:: Instructions to follow ::
Report each line of the rows below that contains the string "bowl". Case matters, so a line counts only if it has that exact capitalization.

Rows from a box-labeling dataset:
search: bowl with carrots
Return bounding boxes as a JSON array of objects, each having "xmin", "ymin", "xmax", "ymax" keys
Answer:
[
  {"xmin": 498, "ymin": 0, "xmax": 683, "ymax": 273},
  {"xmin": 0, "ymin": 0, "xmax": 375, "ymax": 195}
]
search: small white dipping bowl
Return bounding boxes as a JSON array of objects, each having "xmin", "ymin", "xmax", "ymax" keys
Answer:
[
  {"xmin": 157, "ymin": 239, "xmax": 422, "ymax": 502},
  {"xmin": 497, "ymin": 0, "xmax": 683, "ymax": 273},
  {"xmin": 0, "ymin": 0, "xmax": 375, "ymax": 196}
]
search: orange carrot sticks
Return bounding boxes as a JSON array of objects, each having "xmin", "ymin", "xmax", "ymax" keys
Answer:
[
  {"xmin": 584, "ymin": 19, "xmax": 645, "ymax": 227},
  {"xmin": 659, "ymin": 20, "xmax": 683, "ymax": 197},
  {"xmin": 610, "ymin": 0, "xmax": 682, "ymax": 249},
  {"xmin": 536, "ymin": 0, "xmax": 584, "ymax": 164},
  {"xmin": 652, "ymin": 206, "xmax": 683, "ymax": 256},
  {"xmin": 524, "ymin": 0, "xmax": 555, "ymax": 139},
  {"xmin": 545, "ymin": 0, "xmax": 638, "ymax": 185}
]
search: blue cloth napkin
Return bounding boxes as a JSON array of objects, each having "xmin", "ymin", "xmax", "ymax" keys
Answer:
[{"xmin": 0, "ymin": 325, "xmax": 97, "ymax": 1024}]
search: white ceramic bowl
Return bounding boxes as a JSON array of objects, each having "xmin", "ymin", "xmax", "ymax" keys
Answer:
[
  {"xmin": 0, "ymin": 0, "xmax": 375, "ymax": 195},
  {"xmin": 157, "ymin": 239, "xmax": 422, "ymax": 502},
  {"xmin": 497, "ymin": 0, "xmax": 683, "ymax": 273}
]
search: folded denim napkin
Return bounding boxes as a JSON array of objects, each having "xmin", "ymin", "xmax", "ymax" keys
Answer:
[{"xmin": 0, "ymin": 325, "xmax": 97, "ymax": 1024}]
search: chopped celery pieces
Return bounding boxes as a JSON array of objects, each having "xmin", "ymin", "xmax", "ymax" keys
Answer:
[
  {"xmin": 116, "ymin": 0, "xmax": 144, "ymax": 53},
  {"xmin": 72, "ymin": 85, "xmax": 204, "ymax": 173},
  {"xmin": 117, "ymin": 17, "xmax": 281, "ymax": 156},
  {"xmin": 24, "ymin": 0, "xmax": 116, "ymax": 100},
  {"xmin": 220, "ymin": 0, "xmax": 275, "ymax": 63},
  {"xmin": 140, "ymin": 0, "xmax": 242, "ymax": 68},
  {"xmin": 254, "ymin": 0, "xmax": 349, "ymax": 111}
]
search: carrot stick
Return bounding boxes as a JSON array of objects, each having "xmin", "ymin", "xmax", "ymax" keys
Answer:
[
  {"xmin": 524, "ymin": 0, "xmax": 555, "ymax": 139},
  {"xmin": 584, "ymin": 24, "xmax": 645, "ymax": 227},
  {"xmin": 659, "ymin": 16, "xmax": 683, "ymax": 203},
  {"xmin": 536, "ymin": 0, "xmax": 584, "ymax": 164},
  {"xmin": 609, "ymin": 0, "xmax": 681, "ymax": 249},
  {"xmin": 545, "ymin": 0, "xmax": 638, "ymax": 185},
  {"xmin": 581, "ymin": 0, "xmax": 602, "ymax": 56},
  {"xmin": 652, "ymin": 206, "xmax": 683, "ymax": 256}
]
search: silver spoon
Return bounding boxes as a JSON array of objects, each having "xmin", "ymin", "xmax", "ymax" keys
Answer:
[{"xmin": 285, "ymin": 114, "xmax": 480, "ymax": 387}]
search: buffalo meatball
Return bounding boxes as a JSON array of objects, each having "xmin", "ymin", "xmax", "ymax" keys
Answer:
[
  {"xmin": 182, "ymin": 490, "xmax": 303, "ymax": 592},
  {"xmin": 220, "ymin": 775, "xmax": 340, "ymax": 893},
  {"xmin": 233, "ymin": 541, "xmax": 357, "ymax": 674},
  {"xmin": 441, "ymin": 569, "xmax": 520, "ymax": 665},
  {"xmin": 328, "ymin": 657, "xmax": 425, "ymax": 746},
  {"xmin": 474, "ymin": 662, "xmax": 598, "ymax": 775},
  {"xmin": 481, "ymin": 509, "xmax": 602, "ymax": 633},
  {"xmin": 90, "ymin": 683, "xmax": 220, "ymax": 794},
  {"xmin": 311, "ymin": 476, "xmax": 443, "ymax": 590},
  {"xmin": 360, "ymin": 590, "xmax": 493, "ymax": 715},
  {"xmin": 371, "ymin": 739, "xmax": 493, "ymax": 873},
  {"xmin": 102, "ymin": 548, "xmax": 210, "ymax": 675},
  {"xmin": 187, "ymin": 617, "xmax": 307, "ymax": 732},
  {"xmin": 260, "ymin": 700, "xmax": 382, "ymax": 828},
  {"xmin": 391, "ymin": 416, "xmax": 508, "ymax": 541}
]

:: Task answer ::
search: bowl with carrots
search: small white dipping bowl
search: white ceramic bowl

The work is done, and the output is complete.